» EXTRACTED TEXT
⁂
And let me be very clear about this: there is most definitely a ghost haunting Delia and Felix’s home, a ghost named Jai who in the corporeal form of local performer Justine “Icy” Moral, who is creepy as hell, if underutilized, in a performance that caused one audience member seated two rows behind me to scream so loudly that I thought she was part of the cast. Yes, jump scares on stage are possible, and The Brothers Paranormal has enough of them to satisfy any thrill-seeking theatergoer.

The real achievement in Gomolvilas’ script, however, lies in the way that the playwright connects a simple ghost story to a complex introspection of what it means to “move on” whether from this life to the afterlife or from one’s home to a place where one is a stranger. Both families at the center of the story are trying to move on after displacement. Delia and Felix, longing for their former home in New Orleans, are played with great chemistry by seasoned local actors Lolita Marie (Delia) and DeJeanette Horne (Felix). The couple are equal parts funny and earnest, Marie at her best when embracing her character’s sarcastic side and Horne turning what could have been a staid, supporting roll into a highlight of the production.

TOP: Tommy Bo as Max, Lolita Marie as Delia, DeJeanette Horne as Felix, and Eymard Cabling as Visarut; ABOVE: Cindy Chang as Tasanee and Tommy Bo as Max in ‘The Brothers Paranormal.’ Photos by Christopher Mueller.

Brothers Max and Visarut, meanwhile, along with their mother Tasanee, struggle with their family history as immigrants from Thailand. Younger brother Max (played with nonchalant humor by Tommy Bo), the only one in the family who was born after they moved to the U.S., struggles to understand the ways in which his mother and brother feel unmoored. Older brother Visarut (played with jaded weariness by Eymard Cabling) and his mother Tasanee are each battling demons. The result is an endearing glimpse into a fractured family and the mental load that comes with being uprooted. Cindy Chang’s Tasanee delivers an epic monologue about Thai funerals (the bodies are kept at home for days while family members gather to help the deceased make the transition to the afterlife) that beautifully summarizes the play’s exploration of family and belonging.
⁂
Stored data
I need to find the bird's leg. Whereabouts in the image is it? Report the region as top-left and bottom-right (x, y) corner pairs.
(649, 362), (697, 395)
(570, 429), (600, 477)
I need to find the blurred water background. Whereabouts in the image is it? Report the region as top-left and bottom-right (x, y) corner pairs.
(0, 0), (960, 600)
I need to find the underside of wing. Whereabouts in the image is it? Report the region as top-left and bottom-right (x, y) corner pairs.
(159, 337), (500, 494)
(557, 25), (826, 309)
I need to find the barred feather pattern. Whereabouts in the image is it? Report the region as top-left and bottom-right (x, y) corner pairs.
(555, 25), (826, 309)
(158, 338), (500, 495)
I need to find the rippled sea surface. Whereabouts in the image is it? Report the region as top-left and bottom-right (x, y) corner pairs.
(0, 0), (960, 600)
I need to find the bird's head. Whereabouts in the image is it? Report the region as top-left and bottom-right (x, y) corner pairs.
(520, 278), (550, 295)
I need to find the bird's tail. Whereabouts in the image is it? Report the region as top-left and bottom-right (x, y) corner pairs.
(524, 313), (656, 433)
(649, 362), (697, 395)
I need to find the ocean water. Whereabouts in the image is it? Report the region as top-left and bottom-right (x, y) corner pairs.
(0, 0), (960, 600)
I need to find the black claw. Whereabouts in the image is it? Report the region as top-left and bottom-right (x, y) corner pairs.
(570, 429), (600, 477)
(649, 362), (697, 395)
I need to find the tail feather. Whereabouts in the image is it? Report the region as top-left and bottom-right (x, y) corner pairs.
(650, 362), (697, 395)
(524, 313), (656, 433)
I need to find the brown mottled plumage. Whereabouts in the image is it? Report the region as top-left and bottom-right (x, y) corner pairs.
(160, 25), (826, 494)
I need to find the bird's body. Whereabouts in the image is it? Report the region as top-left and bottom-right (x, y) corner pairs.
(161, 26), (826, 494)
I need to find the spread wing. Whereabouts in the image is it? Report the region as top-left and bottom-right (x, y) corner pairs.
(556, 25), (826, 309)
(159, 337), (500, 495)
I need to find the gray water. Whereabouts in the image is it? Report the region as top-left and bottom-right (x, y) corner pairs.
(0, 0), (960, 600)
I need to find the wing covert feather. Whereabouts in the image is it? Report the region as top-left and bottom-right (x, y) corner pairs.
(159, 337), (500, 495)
⁂
Name every performer mentioned in the theater review, each with the character that performer plays.

- Justine "Icy" Moral: Jai
- Lolita Marie: Delia
- DeJeanette Horne: Felix
- Tommy Bo: Max
- Eymard Cabling: Visarut
- Cindy Chang: Tasanee